[Begin Source extract]
Using the R2D2M2 prior on a hierarchical ordered logistic model using brms

I’ve got an hierarchical ordered logistic regression and I want to use the R2D2M2 prior on it because I have 23 predictors and 5 levels. I’ve been using slightly modified brms generated stan code that I’m running with Rstan. The code is modified to incorporate the induced dirichlet prior as described in the solution to this post provided by @StaffanBetner. Long story short, the model seems to run fine at first glance (no divergent transitions) but some of the chains keep randomly collapsing because the cut-points in the ordered_logistic_lpmf() function are equal or infinite. For instance :

[1] "Chain 1: Informational Message: The current Metropolis proposal is about to be rejected because of the following issue:"                         
[2] "Chain 1: Exception: ordered_logistic: Final cut-point is inf, but must be finite! (in 'anon_model', line 263, column 6 to column 63)"
[End Source extract]
§ Challenge 1
Which lines of the rows contain the word "woman"? Copy each of them.
[Begin Provided data]
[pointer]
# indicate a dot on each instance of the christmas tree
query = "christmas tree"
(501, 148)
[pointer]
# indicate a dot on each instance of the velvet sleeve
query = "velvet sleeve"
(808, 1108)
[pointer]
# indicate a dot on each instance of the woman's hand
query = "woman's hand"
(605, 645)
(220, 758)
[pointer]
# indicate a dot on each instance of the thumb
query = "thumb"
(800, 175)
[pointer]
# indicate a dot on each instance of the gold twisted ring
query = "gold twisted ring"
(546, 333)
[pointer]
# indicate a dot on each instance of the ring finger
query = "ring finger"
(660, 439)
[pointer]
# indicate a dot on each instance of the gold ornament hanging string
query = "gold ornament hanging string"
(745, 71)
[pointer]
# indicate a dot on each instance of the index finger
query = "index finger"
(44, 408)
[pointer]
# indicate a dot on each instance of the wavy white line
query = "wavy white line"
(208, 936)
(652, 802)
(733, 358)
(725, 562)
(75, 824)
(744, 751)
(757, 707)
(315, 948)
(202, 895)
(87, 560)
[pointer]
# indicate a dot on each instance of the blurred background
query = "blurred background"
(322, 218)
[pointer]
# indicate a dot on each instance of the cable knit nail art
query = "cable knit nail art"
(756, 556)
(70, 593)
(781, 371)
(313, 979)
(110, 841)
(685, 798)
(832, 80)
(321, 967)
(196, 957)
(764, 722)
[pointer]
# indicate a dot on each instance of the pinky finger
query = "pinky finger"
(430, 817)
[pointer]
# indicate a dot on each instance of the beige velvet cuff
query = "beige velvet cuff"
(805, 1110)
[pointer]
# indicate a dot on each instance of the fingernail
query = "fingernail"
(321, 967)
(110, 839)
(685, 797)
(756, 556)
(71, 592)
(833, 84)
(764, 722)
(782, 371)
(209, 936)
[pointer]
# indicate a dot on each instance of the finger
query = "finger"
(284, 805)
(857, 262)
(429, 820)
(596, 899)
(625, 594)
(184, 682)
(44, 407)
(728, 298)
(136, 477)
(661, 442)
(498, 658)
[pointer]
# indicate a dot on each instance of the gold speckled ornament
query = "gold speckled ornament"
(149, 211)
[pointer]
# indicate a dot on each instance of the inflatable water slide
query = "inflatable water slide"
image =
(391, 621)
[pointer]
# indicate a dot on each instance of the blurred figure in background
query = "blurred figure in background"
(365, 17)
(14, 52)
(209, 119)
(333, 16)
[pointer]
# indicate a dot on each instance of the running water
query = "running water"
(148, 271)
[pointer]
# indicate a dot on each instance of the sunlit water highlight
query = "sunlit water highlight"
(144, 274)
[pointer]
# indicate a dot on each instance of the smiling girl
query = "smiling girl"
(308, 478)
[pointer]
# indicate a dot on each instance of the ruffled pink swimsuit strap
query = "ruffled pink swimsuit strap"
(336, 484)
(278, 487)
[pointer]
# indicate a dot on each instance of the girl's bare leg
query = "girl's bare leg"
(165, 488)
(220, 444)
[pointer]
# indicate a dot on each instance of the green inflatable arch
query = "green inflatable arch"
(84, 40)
[End Provided data]
[Begin Provided data]
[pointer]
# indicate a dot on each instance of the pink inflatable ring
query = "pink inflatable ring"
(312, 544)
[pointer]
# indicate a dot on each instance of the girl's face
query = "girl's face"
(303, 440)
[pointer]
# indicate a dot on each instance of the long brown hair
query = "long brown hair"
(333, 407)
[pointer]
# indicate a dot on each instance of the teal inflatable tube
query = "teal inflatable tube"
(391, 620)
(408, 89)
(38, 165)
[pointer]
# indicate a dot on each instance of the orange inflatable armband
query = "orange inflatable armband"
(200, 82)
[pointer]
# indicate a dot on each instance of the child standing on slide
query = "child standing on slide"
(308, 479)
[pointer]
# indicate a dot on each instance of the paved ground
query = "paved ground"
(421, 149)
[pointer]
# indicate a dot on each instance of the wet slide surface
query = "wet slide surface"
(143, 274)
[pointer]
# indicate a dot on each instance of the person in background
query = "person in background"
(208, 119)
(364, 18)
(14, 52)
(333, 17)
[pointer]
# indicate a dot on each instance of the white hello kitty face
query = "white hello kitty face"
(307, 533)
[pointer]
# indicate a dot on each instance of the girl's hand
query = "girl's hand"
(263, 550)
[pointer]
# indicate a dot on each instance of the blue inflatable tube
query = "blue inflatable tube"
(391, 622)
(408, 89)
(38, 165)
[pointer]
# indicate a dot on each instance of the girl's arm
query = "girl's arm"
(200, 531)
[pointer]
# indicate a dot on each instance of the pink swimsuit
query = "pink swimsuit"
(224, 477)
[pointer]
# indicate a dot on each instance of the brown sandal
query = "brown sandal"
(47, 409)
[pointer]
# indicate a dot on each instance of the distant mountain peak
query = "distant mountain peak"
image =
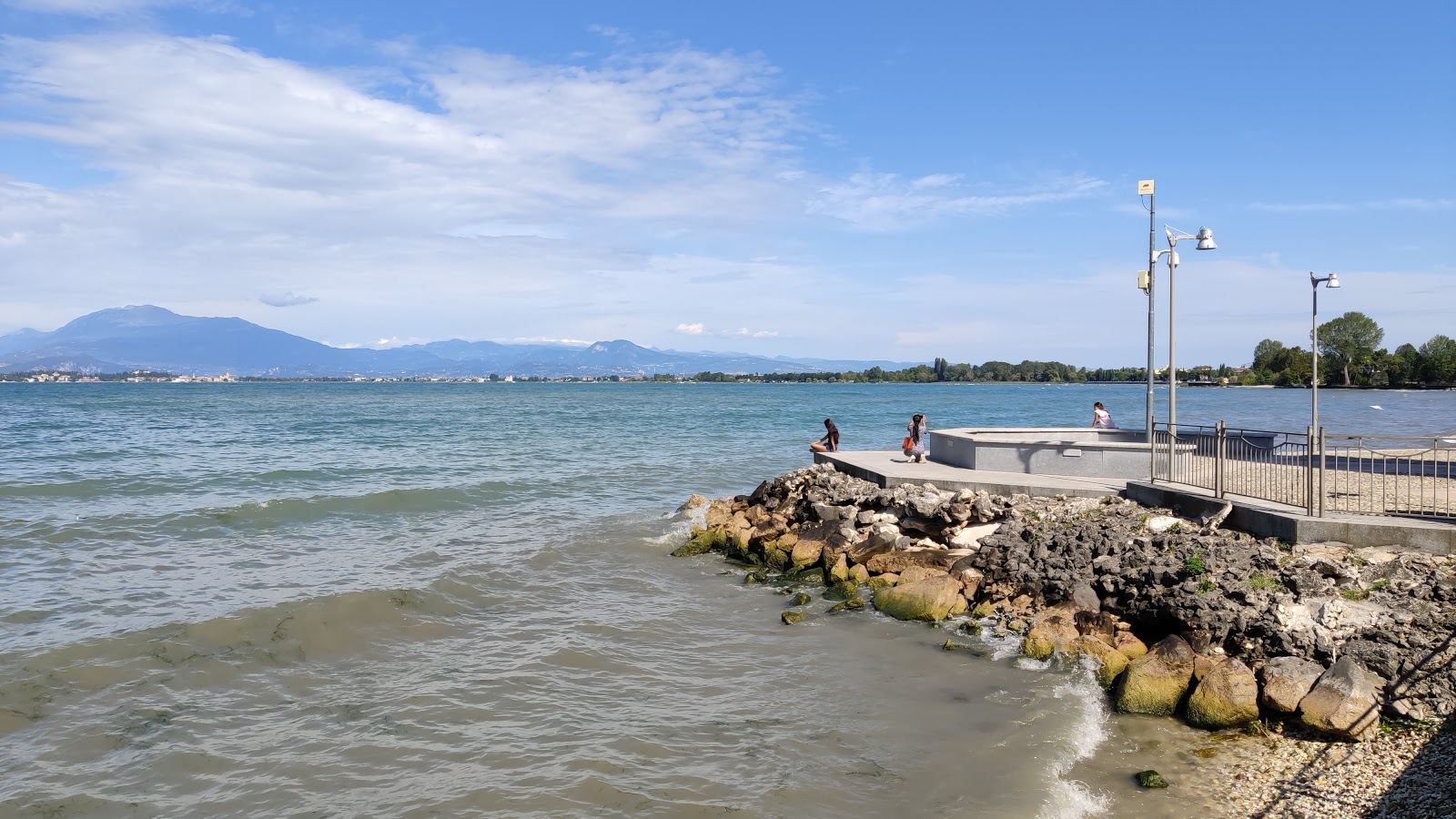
[End Provided data]
§ Challenge 2
Does the forum post support each statement below? Answer yes or no for each and quote the words that decide it.
(a) The poster wants the R2D2M2 prior because the model has 23 predictors and 5 levels.
(b) At first glance, the model shows divergent transitions.
(c) One error message says the final cut-point is infinite.

§ Final answer 1
# indicate a dot on each instance of the woman's hand
query = "woman's hand"

§ Final answer 2
(a) Yes: "because I have 23 predictors and 5 levels"
(b) No: "the model seems to run fine at first glance (no divergent transitions)"
(c) Yes: "Final cut-point is inf, but must be finite!"